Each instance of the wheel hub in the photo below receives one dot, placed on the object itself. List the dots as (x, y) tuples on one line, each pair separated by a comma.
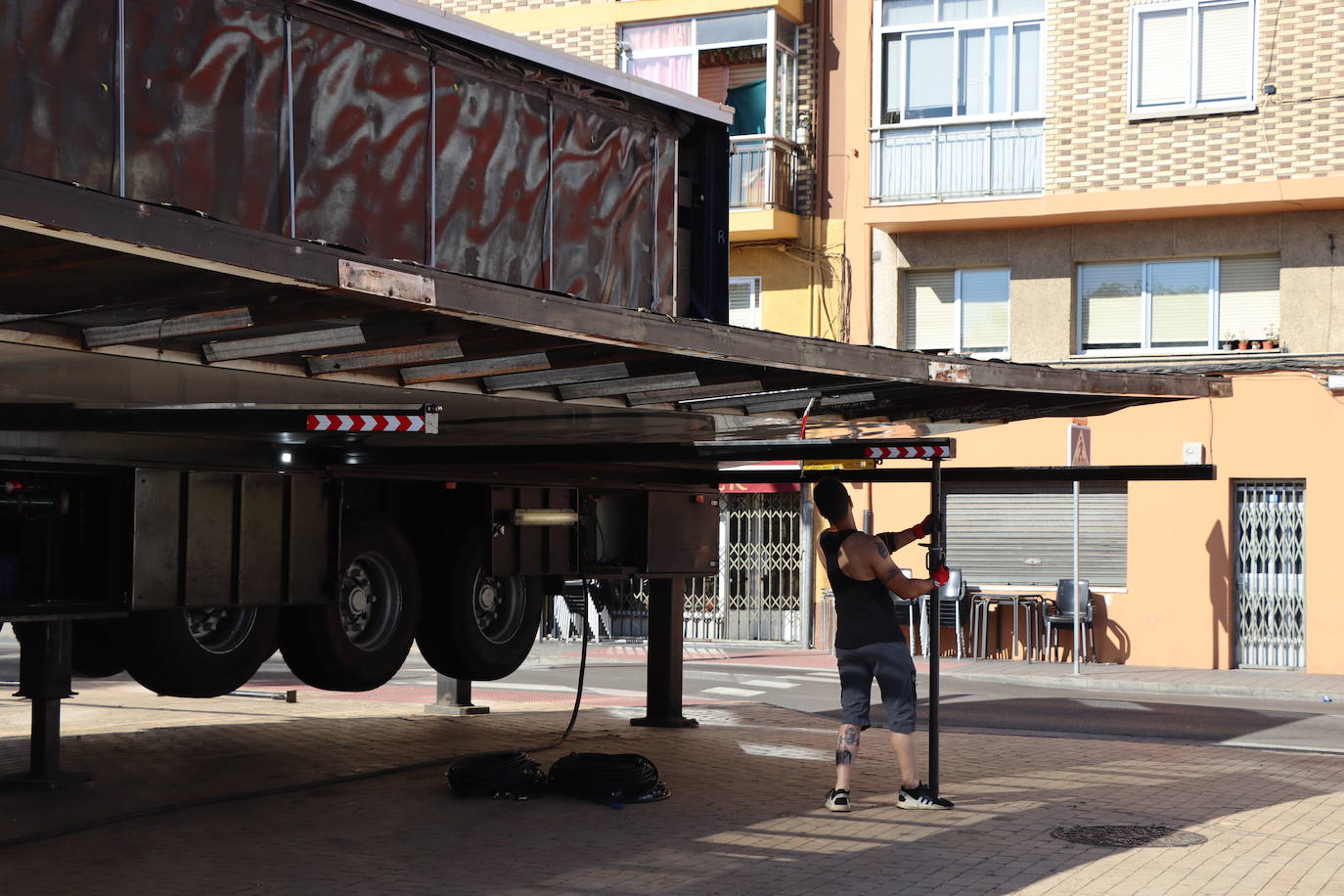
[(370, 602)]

* * *

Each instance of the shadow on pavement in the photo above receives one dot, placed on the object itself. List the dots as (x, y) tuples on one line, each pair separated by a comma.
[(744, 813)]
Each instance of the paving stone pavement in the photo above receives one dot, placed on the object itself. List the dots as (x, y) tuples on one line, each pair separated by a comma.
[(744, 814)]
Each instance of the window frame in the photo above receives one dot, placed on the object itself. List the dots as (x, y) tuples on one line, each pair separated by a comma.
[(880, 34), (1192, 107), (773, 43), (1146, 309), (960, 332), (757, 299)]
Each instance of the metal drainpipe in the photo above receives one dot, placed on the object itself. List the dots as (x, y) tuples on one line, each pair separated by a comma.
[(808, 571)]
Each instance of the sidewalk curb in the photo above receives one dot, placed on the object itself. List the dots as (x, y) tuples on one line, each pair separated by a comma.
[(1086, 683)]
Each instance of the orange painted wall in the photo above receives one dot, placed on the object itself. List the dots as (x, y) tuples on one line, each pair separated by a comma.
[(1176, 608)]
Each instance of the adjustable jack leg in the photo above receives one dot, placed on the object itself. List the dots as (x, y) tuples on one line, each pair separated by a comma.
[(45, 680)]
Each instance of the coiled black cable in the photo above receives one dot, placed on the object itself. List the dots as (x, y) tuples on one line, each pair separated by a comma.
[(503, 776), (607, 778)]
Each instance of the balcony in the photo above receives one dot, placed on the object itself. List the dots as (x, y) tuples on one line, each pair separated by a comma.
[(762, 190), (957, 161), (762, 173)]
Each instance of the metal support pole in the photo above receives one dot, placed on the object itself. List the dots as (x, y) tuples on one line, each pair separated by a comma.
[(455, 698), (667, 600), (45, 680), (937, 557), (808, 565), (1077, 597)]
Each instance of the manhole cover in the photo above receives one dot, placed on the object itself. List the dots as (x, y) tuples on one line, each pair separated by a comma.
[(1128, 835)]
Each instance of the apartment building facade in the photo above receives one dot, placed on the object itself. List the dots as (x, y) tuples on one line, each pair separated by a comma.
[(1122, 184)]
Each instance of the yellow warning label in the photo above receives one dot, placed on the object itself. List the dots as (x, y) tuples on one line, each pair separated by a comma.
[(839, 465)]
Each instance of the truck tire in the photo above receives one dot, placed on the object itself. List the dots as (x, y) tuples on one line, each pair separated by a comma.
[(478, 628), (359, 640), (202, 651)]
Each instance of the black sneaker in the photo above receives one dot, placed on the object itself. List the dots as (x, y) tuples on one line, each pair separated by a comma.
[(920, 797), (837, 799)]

• [Exercise requirements]
Please write out everything from the line containing "Each instance of the adjustable" down to the line containing "565), (1077, 597)]" again, changing "coiled black cable" to "coiled black wire" and leaving every other word as it is.

• [Response]
Each instance of the adjustable jack leg in the photo above receives one dot, placed on the object itself. List the dots as (x, y) tuples on one line, each pair separated by a comma.
[(45, 680)]
Each instance of the coiled black wire in the photo above receives one dot, placed on the object itself. List the dots as (x, y) tuples on one line, each pair separated by a comma.
[(503, 776), (607, 778)]
Each instance of the balcony in the photo above receives one dot, placed on the object itself. List the dots as (x, y) tuples on one line, each pair separated by a comma.
[(762, 190), (957, 161), (762, 173)]
Each instance of the metal support pole in the photo above receives one dot, placed on the object itself. List the dots as (x, y) tuples on one line, each pair separated by a comma.
[(455, 698), (667, 600), (45, 680), (937, 557), (808, 565), (1077, 597)]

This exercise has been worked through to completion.